**Records from a dataset**
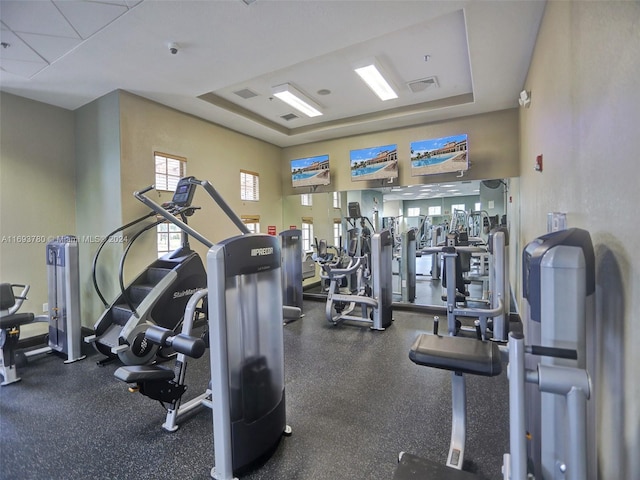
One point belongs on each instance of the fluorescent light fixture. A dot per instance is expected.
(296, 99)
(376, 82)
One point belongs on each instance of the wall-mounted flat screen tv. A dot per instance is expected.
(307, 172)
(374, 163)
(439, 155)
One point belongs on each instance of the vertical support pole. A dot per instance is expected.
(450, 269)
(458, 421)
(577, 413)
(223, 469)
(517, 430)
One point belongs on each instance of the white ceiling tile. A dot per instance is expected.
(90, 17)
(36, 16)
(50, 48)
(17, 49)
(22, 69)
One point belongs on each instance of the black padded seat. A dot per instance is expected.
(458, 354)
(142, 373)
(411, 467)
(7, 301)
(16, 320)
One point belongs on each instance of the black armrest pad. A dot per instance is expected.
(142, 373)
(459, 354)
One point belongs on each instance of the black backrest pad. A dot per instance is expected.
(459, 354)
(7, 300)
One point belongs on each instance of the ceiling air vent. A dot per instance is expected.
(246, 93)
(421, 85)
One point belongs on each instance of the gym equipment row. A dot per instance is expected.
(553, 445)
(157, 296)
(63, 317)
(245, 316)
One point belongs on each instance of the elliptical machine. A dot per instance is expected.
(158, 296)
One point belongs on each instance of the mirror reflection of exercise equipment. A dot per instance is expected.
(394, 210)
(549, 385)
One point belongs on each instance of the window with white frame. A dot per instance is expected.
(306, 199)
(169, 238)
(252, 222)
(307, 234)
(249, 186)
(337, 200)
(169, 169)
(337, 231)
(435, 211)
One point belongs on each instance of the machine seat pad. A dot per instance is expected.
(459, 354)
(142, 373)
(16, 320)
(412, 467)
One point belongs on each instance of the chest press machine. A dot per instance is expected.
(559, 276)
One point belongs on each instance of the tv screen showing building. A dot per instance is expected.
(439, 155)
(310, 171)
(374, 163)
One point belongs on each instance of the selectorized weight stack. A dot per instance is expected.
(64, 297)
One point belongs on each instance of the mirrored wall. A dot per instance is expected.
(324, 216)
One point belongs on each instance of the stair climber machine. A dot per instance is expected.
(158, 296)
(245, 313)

==

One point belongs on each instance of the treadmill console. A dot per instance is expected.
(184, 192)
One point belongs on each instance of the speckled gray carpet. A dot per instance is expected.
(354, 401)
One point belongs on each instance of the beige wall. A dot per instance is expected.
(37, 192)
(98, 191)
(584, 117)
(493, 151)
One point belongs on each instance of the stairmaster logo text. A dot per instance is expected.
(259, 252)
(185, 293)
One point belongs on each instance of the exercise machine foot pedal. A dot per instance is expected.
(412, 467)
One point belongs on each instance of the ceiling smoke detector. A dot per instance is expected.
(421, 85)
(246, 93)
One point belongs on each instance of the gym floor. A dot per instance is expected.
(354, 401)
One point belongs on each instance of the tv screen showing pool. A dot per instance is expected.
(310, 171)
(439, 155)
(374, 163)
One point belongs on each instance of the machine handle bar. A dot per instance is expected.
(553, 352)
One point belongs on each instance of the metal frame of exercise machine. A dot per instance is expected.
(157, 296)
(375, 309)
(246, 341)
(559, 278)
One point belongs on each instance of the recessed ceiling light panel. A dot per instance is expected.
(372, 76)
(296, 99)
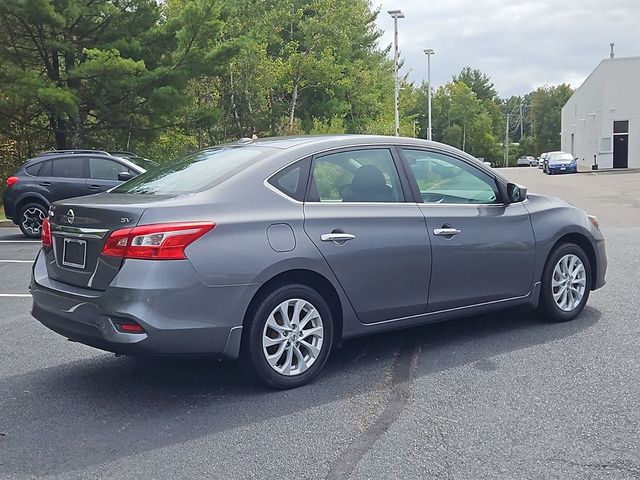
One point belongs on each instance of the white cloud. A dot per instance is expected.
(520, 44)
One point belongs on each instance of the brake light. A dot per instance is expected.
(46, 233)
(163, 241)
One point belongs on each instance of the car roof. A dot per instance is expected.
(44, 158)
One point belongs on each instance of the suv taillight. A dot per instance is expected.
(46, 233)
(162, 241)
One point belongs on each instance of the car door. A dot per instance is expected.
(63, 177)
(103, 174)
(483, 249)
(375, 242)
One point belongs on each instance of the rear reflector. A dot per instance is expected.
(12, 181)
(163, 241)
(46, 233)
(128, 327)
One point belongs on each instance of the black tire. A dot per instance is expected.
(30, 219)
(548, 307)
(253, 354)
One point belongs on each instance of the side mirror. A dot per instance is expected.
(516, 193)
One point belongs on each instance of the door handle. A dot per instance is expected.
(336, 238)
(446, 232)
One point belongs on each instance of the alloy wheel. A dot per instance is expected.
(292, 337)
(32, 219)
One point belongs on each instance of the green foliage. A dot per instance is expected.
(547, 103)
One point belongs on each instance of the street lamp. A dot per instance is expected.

**What you will do**
Would you copy out, exactly and with no pictures, only the lines above from the one that contains "pool. A dot per instance is expected." through the one that contains "One point belongs on each instance of the street"?

**Exercise result**
One point belongs on each instance of the tv screen showing pool. A dot per instance is expected.
(310, 171)
(439, 155)
(374, 163)
One point belongs on each instance of the machine handle bar. A dot per instance is expected.
(553, 352)
One point belongs on each instance of the metal frame of exercise machine. A dot per instance is expected.
(157, 296)
(375, 309)
(246, 341)
(559, 278)
One point belongs on each instance of the recessed ceiling light panel. A dot per instance is expected.
(372, 76)
(296, 99)
One point belongs on each instance of the white cloud. A dot per instance is expected.
(520, 44)
One point belongs on each instance of the brake light. A dot per instance is expected.
(46, 233)
(163, 241)
One point belongs on each instance of the car roof. A dot per instance is expected.
(44, 158)
One point belongs on each instance of the suv taillight. A dot per instance is expected.
(46, 233)
(162, 241)
One point belongs on each instance of the car door. A dot per instance is expected.
(63, 177)
(103, 174)
(483, 249)
(375, 242)
One point belongs on each instance of the rear reflector. A dot per instance is expected.
(12, 181)
(163, 241)
(46, 233)
(128, 327)
One point belongs on each instance of the black tire. A dot per instance is expected.
(30, 219)
(548, 307)
(253, 354)
One point belongs on each instance of the side mirror. A dot per instance is expected.
(516, 193)
One point belongs on each instance of the door handle. A dot per instance is expected.
(336, 238)
(446, 232)
One point belongs on each instance of the alloy wheel. A dot per instance is expected.
(292, 337)
(32, 219)
One point belongs on each instance of the green foliage. A dot per instance is expected.
(547, 103)
One point belongs on each instance of the street lamp. A dot per instance is expected.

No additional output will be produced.